Marjorie Mbiliniyi (born 1943) is a scholar, feminist and gender activist. She was born in New York and  studied educational sciences before settling in Dar-es-Salaam and became a citizen of Tanzania after married a Tanzanian. She worked at the Department of Education at Dar-es-Salaam university. Mbiliniyi has dedicate herself to collaborate with and organize women to fight against patriarchy and neo-liberalism in Tanzania and beyond. She worked as a lecturer at the University of Dar es Salaam where she retired in 2003. After her retirement from academia, she served as the Principal Policy Analyst at the Tanzania Gender Networking Program; later known as TGNP Mtandao from 2004–2014.

Personal life
She is married to Simon Mbilinyi, former minister and member of parliament who was the first chancellor of Open University of Tanzania.

#### YOUR TASKS:
1. Report how many lines in the rows below contain the word "truck". Give only the number.
2. Supply the next part of the Marjorie Mbiliniyi biography, picking up after its last sentence.

(Excerpts of pointing data)

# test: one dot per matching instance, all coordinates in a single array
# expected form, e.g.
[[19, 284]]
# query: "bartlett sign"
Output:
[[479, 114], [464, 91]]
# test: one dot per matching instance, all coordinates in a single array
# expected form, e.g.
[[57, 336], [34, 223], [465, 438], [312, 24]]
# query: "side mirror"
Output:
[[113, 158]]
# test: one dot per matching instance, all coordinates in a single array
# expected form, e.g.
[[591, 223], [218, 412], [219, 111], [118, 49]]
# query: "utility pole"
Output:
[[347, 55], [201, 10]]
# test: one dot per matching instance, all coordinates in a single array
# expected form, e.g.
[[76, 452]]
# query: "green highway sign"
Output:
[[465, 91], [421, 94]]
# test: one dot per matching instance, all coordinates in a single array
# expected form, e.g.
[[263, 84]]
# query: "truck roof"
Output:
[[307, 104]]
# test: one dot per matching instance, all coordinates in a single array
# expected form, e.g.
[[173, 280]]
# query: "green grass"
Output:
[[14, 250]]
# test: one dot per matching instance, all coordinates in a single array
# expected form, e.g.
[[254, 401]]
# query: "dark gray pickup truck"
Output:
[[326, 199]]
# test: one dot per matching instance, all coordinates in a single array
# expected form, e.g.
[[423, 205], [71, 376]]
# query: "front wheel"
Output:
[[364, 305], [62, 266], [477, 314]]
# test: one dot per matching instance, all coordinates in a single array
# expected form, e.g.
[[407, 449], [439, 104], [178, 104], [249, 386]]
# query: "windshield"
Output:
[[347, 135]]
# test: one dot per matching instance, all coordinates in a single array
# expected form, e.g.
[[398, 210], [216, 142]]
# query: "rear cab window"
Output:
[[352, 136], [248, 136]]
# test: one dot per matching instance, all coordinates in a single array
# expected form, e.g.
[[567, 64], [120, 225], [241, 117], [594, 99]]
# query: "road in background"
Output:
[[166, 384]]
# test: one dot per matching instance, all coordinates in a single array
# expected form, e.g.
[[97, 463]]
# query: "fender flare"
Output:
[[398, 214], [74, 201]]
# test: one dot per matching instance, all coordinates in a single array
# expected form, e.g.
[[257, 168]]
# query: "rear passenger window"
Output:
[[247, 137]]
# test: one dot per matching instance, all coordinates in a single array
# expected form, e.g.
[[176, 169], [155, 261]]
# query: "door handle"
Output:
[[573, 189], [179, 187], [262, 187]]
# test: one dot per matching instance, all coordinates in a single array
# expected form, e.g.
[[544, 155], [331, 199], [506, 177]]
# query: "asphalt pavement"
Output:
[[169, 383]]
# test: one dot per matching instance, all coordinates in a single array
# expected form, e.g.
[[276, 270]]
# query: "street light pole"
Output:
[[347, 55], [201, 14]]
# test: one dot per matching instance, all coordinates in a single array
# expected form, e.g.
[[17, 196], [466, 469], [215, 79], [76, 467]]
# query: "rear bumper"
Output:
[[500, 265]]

#### ANSWERS FOR THIS EXERCISE:
1. 2

2.
Works 
Marjorie Mbilinyi has published 21 books and reports authored or co-authored and/or edited, including:
Nyerere on Education (co-editor with Elieshi Lema, Rakesh Rajani; 2004)
Activist Voices: Feminist Struggles for an Alternative World (co-editor with Mary Rusimbi, Chachage S L Chachage and Demere Kitunga, 2003)
Against Neoliberalism: Gender, Democracy & Development (co-editor Chachage S L Chachage, 2003) 
Food is Politics (with KIHACHA, 2002)
Gender Patterns in Micro and Small Enterprises of Tanzania (Editor, 2000); Gender Profile of Tanzania (editor, TGNP, 1993)
Reviving Local Self-Reliance (coeditor with Wilbert Gooneratne, 1992)
Big Slavery: Agribusiness and the Crisis in Women’s Employment in Tanzania (1991)
Women in Tanzania (co-authored with Ophelia Mascarenhas, 1983)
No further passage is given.